▶ _SOURCE EXTRACT_

= Beginning of Section =

The other day an online coaching client of mine asked “Nate, you forgot to add the conditioning section to my program, I don’t see any treadmill or elliptical.”  The first thing that ran through my head as I clicked reply was “Muhahahahhah, muahahahha, muahah, haha, ha…..ha.”  I sent him an e-mail back with the following:  “Complete all the components to the workout and if you still want a treadmill session I will be happy to create one for you.”

No fault of his own, but my coaching client didn’t know that the section titled DB COMPLEX was actually his conditioning program.  I have found over the years that this is the most efficient way to drop body fat while building muscle in those who are have fewer training years under their belt, and for those more experienced trainee’s this cardio strength training method is hands down the best way to maintain muscle mass.  Now, this is all providing people follow my recommendations in terms of nutrition, adequate sleep and managing their stress.

Setting up a Complex

  • Select a piece of equipment.  A kettlebell, a dumbell, a barbell, a medicine ball, a sandbag, a suspension trainer etc
  • Choose between 5 or 6 exercises that hit as many body parts as possible
  • Make sure the weight of the equipment is challenging for 6 reps of the weakest exercise in your group of exercises.
  • Without setting that piece of equipment down, complete 6 reps of each exercise with no rest between exercises.
  • Rest 45 seconds and repeat for a total of 6 rounds.

= End of Section =

(Excerpts from a dataset)
= Beginning of Section =

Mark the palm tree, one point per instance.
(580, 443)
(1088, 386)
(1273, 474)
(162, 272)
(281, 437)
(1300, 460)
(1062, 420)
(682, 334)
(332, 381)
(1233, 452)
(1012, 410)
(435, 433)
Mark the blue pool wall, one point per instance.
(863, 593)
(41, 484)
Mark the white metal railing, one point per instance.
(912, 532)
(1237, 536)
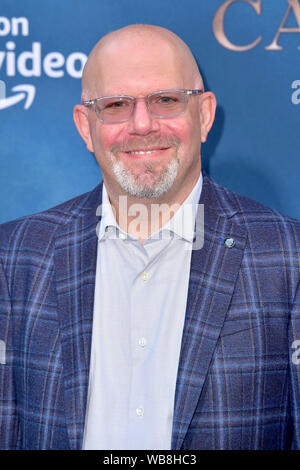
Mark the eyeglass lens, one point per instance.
(160, 104)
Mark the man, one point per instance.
(118, 334)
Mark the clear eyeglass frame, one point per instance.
(184, 93)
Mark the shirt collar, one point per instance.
(182, 223)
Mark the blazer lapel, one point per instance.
(75, 265)
(213, 274)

= End of Section =

▶ _REQUIRED ACTION A_
In the article on training complexes, which three things does the author say people must follow for the method to work?
▶ _REQUIRED ACTION B_
According to the article on training complexes, how long should you rest between rounds?
▶ _REQUIRED ACTION C_
Pick up the article on training complexes after its last step and keep writing it.
You won't need the listing for any of this.

▶ _REPLY A_
Nutrition, adequate sleep and managing their stress.

▶ _REPLY B_
45 seconds.

▶ _REPLY C_
As you get better, decrease your rest time until you only rest for 30 seconds between each round.  If you can get to 30 seconds rest between rounds increase the weight and go back to 45 seconds rest intervals.

I have used this approach when cutting body fat for photo shoots and physique competitions.  This is not to say that other modes of conditioning aren’t good as well.  I also like to use sprint intervals for dropping body and maintaining muscle but not everyone can sprint and sometimes I don’t have enough time to build up someone’s level of sprinting to just rely on it before the arrival of a photo shoot or competition date.

Here is a video of a basic complex I used for myself.

*Please do not use this workout unless you have been screened for movement dysfunctions and asymmetries by a professional.  Even then, this video is just an example of a routine and not designed for everyone as movement ability and exercise progression varies among individuals.  


Nathane L. Jackson, cscs
Nathane Jackson Fitness Inc.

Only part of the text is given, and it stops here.